## Task to carry out
Set down every entry below exactly as it stands.

==== Supplied records

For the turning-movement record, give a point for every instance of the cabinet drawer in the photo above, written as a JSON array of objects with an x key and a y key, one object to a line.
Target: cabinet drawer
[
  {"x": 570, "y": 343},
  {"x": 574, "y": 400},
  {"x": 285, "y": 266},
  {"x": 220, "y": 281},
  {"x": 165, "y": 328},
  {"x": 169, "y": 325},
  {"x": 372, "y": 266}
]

========

## Solution
For the turning-movement record, give a point for every instance of the cabinet drawer in the photo above, written as a JSON array of objects with an x key and a y key, one object to a line.
Target: cabinet drawer
[
  {"x": 570, "y": 343},
  {"x": 574, "y": 400},
  {"x": 285, "y": 266},
  {"x": 220, "y": 281},
  {"x": 165, "y": 328},
  {"x": 169, "y": 325},
  {"x": 372, "y": 266}
]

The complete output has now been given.